Work to complete | Which rows below contain the string "person"? List every one of them.

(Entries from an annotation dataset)

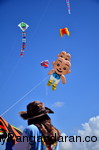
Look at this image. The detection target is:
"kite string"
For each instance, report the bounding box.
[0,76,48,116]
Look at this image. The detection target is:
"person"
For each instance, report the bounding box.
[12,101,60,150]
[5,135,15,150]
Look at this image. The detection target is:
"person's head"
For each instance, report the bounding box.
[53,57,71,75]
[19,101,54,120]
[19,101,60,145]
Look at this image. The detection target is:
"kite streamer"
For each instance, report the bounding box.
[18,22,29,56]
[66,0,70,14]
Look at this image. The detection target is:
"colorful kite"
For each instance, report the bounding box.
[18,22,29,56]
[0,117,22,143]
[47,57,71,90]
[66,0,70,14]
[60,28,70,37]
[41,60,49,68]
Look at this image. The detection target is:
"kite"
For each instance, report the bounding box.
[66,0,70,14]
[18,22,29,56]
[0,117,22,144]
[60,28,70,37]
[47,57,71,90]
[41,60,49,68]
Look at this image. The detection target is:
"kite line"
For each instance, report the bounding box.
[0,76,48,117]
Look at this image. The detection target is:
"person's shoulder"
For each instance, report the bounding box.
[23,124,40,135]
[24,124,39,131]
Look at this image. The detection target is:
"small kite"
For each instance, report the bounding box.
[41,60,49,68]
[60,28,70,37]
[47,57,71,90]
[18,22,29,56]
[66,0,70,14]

--

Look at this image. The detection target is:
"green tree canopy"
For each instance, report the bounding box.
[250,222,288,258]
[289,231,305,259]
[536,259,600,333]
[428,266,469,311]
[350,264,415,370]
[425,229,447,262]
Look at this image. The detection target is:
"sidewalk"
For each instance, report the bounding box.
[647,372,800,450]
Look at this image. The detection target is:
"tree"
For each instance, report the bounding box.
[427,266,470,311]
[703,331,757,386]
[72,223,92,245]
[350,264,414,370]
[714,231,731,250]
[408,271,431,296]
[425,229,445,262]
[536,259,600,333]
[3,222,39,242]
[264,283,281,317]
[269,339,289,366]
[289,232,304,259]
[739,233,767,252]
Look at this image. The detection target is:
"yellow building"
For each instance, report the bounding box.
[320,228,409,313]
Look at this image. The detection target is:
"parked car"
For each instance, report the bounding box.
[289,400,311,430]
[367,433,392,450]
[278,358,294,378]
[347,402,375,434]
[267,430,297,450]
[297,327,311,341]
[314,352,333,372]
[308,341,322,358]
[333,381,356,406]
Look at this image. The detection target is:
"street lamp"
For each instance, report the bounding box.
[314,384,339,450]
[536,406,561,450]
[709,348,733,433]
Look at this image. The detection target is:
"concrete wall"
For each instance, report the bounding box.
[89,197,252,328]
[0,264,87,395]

The output |
"person"
"person's head"
"person's shoulder"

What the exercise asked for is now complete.